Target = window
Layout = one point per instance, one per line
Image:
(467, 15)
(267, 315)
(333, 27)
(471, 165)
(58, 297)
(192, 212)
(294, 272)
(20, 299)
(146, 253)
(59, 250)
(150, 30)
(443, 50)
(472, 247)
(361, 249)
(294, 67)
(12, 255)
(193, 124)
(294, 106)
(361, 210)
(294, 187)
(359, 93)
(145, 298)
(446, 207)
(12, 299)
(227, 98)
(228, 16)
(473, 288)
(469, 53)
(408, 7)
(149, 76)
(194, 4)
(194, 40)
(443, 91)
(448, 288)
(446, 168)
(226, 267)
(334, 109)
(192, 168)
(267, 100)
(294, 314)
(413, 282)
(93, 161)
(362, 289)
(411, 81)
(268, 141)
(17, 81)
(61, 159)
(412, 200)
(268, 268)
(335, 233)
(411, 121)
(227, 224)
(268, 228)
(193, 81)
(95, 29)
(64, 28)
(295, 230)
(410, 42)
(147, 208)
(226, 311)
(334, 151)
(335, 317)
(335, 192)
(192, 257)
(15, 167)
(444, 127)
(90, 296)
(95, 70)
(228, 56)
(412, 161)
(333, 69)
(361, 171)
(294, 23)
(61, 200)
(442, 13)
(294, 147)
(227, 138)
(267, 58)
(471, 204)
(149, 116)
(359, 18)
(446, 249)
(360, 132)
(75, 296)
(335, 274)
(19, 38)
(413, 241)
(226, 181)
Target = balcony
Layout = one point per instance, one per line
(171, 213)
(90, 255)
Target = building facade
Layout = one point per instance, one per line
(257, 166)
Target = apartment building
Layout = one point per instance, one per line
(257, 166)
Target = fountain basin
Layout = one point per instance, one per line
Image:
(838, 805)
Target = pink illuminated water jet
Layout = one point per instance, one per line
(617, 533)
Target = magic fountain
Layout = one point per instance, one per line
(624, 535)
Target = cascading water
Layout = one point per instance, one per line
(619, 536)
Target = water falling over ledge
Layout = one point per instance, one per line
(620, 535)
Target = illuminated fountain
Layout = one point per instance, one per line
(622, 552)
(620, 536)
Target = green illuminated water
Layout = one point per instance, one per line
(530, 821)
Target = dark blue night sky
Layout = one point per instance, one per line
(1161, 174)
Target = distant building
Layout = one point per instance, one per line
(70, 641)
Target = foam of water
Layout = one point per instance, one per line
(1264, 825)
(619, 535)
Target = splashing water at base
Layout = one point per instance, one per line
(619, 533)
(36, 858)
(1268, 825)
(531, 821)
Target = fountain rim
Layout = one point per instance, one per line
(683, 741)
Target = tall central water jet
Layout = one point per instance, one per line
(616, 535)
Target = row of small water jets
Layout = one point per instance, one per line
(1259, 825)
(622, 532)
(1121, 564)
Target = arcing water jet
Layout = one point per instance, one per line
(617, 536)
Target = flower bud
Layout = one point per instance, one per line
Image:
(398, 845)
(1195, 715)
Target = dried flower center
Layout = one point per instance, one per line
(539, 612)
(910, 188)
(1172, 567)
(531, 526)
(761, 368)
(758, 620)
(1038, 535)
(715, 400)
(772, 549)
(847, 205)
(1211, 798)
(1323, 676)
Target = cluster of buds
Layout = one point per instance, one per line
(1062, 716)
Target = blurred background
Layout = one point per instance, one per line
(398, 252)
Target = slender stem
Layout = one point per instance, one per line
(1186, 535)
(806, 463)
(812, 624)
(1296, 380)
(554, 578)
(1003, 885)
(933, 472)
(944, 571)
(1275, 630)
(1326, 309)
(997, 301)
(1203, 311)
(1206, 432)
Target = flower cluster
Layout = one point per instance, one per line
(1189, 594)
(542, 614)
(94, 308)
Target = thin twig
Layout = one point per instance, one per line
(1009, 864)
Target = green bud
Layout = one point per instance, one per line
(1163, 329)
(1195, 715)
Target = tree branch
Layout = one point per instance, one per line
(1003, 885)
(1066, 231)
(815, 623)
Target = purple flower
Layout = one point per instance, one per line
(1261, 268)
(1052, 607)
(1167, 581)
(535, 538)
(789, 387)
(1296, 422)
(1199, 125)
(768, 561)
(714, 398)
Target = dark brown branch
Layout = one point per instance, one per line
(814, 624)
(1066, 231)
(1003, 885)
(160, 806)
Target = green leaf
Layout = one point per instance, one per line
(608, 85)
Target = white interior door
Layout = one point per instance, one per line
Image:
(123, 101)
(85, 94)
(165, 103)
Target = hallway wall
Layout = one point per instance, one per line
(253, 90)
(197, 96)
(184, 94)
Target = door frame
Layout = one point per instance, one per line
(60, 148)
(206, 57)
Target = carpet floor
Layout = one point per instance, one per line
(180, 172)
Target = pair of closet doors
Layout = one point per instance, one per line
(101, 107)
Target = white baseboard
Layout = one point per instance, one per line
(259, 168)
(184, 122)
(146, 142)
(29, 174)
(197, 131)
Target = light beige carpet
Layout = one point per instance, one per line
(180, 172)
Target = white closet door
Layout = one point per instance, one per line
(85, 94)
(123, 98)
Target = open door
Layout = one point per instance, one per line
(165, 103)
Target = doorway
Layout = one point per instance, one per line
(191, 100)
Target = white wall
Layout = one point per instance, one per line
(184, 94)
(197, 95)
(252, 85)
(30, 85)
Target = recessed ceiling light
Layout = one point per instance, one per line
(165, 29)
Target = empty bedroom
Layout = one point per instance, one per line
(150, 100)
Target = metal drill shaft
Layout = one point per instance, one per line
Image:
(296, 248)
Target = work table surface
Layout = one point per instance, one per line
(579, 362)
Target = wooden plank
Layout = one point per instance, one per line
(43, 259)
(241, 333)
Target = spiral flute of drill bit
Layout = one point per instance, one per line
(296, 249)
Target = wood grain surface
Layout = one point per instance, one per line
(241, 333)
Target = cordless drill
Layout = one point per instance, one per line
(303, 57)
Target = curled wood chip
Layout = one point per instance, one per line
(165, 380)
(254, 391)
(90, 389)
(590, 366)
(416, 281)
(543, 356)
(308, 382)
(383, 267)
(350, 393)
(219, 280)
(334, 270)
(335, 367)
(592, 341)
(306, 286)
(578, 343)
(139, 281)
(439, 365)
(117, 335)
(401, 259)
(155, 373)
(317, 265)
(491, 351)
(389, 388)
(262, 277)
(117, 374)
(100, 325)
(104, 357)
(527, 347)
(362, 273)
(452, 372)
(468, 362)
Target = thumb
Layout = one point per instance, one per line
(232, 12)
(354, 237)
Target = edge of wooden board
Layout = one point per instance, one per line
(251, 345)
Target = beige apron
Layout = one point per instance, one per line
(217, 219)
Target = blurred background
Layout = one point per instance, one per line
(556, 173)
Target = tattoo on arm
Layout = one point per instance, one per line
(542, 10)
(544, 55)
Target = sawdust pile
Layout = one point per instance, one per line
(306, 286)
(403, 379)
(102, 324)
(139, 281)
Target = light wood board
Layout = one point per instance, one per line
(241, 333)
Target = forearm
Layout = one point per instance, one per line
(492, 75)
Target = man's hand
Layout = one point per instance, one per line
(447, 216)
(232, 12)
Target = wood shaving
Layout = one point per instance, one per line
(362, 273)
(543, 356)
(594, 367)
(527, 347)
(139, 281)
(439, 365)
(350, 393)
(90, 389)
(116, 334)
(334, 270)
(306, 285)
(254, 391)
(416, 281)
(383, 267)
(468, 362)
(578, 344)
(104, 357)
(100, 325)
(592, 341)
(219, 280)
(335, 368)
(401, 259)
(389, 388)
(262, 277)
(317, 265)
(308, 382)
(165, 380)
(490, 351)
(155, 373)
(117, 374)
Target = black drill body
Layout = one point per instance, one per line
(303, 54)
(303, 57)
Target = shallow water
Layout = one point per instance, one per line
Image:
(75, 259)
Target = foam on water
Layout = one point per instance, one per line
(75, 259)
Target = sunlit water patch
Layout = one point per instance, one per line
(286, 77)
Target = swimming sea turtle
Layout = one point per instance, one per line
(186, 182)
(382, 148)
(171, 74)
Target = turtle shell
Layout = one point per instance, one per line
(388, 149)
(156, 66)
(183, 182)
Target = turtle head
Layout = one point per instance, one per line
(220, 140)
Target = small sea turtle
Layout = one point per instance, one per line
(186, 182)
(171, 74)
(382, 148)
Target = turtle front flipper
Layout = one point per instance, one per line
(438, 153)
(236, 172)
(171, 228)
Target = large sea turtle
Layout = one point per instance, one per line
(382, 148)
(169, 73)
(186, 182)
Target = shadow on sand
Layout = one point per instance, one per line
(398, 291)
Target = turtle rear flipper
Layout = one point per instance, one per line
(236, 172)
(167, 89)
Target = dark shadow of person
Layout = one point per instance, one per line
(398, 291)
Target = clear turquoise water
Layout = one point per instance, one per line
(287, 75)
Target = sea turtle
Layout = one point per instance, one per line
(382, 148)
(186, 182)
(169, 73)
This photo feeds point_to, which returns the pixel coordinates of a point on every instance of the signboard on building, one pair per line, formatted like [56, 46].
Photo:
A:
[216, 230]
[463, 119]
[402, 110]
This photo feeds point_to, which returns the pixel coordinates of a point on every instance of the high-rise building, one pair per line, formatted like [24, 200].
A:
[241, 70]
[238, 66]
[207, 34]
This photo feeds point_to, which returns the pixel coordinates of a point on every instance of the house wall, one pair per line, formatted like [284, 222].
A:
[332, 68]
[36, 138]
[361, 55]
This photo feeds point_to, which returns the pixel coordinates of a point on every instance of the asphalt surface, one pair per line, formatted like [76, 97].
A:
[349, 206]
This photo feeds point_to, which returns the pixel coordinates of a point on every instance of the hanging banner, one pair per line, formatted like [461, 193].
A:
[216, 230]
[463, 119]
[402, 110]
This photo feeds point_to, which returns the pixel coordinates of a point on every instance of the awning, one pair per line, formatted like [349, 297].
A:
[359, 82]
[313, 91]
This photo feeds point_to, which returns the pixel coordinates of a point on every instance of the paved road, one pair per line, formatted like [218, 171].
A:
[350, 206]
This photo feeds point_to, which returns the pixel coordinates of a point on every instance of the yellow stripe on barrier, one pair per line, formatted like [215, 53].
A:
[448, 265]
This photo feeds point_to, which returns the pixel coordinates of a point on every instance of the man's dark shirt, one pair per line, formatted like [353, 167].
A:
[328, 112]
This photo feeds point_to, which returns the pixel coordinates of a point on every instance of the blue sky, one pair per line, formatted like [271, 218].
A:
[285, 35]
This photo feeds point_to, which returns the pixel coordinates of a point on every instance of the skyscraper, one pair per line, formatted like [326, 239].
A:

= WORK ITEM =
Copy out only the lines running from the beginning of the data to the line with "Target = dark blue night sky", both ends included.

= SOLVED PROBLEM =
Target = window
Layout = one point per instance, one per line
Image:
(467, 15)
(267, 315)
(333, 27)
(471, 165)
(58, 297)
(192, 212)
(294, 272)
(20, 299)
(146, 253)
(59, 250)
(150, 30)
(443, 50)
(472, 247)
(361, 249)
(294, 67)
(12, 255)
(193, 124)
(294, 106)
(361, 210)
(294, 187)
(359, 93)
(145, 298)
(446, 207)
(12, 299)
(227, 98)
(228, 16)
(473, 288)
(469, 53)
(408, 7)
(149, 76)
(194, 4)
(194, 40)
(443, 91)
(448, 288)
(446, 168)
(226, 267)
(334, 109)
(192, 168)
(267, 100)
(294, 314)
(413, 282)
(93, 161)
(362, 289)
(411, 81)
(268, 141)
(17, 81)
(61, 159)
(412, 200)
(268, 268)
(335, 233)
(411, 121)
(227, 224)
(268, 228)
(193, 81)
(95, 29)
(64, 28)
(295, 230)
(410, 42)
(147, 208)
(226, 311)
(334, 151)
(335, 317)
(335, 192)
(192, 257)
(15, 167)
(444, 127)
(90, 296)
(95, 70)
(228, 56)
(412, 161)
(333, 69)
(361, 171)
(294, 23)
(61, 200)
(442, 13)
(294, 147)
(227, 138)
(267, 58)
(471, 204)
(149, 116)
(359, 18)
(446, 249)
(360, 132)
(75, 296)
(335, 274)
(19, 38)
(413, 241)
(226, 181)
Target = balcony
Layout = one point per instance, one per line
(171, 213)
(90, 255)
Target = building facade
Layout = one point per instance, one per line
(257, 166)
Target = apartment building
Layout = one point per instance, one per line
(257, 166)
Target = fountain basin
Layout = one point per instance, one per line
Image:
(838, 805)
Target = pink illuminated water jet
Layout = one point per instance, one per line
(617, 533)
Target = magic fountain
Layout = one point per instance, one per line
(624, 535)
Target = cascading water
Layout = one point per instance, one per line
(619, 536)
Target = water falling over ledge
Layout = one point per instance, one per line
(620, 535)
Target = illuminated fountain
Layout = one point per instance, one per line
(622, 552)
(620, 536)
Target = green illuminated water
Layout = one point per instance, one per line
(530, 821)
Target = dark blue night sky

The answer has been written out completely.